WHAT TO WORK ON: Can you rewrite everything from the line with "Annotation task — pin every instance of the tractor hood" down to the line with "(1140, 219)", substituting "rear wheel" for "rear tire" and leaving the rest of those lines unchanged, with no other lines included?

(Raw records)

start

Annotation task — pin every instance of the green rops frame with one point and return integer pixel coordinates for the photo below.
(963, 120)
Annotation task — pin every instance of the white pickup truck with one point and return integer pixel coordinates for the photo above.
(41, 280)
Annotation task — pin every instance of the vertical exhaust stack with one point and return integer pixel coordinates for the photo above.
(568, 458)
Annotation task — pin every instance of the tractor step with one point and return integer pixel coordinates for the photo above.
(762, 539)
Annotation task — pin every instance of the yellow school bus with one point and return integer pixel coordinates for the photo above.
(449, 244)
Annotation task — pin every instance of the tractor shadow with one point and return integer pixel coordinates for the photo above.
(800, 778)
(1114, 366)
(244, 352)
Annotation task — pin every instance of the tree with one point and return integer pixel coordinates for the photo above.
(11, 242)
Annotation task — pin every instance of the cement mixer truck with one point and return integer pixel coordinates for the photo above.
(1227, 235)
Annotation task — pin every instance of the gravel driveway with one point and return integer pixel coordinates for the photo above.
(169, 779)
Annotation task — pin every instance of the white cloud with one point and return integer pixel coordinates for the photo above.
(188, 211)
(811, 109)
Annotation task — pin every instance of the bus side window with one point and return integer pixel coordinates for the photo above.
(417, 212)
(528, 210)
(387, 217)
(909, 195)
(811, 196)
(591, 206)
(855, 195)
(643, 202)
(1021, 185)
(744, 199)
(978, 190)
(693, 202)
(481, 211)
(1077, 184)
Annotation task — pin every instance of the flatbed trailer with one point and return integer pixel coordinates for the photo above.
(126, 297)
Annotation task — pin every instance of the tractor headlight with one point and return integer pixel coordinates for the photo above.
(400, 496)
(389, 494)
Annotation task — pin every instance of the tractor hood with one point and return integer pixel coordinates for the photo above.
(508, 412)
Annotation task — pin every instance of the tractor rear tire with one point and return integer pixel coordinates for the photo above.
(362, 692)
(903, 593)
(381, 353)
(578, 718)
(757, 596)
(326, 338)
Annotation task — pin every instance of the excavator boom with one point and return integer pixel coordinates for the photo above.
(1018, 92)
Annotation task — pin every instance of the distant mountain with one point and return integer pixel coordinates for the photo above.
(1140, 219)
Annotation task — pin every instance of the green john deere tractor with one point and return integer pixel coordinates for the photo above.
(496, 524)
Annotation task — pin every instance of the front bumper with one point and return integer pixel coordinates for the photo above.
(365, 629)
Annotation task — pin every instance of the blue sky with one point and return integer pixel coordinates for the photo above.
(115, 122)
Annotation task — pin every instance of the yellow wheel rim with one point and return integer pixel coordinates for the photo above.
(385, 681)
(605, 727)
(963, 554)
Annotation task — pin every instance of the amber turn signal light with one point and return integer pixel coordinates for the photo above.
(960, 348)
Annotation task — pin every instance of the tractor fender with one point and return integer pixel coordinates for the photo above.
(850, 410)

end
start

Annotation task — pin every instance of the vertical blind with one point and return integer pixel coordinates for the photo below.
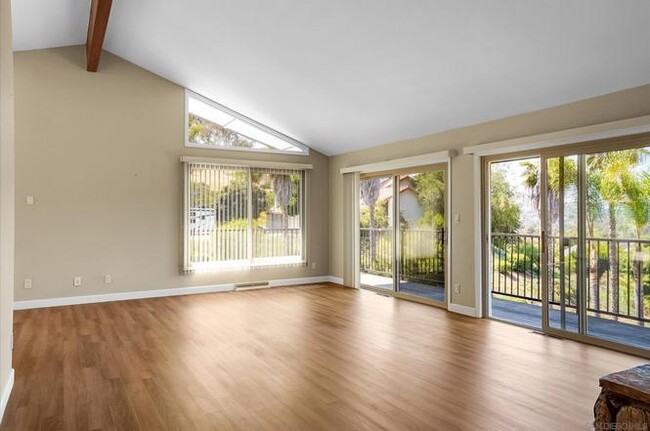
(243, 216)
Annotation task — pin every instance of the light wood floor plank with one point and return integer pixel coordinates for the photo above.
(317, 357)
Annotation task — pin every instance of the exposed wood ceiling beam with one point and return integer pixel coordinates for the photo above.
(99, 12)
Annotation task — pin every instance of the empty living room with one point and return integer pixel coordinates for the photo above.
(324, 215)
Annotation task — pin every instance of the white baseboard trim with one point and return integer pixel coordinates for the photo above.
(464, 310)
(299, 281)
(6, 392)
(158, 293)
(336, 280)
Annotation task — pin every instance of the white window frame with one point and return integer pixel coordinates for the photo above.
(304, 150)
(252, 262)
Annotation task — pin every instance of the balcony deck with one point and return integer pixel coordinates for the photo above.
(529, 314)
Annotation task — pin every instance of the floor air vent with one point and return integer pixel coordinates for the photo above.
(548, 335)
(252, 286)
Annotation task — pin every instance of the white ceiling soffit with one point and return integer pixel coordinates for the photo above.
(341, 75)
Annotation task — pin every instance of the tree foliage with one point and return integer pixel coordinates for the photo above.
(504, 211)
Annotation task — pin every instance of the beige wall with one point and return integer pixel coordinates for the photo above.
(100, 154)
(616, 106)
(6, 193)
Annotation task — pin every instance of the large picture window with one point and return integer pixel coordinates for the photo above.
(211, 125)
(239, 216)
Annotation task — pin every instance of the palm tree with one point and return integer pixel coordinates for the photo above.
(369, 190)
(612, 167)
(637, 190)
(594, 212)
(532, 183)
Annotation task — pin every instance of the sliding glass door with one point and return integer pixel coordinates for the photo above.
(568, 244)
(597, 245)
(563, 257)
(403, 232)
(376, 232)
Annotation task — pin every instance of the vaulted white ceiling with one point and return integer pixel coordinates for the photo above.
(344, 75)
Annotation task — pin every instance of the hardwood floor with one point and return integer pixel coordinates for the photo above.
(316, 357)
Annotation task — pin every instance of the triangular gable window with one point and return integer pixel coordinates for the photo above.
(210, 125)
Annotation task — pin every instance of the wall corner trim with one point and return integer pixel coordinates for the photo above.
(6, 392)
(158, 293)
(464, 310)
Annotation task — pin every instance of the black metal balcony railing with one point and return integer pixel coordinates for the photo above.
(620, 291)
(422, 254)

end

THE ANSWER:
Annotation task — pin every instance of the tractor hood with one point and return integer pixel coordinates for the photo above.
(508, 412)
Annotation task — pin every instance of the tractor rear wheel with one point and return integer pixel coordinates for the photo above.
(362, 692)
(903, 593)
(381, 353)
(578, 718)
(757, 596)
(326, 338)
Annotation task — pin every instance of the excavator boom with one point and return integer pixel coordinates for the photo above.
(1018, 92)
Annotation task — pin every instance of the distant mountain with one point and return integer pixel coordinates for the photo above.
(1140, 219)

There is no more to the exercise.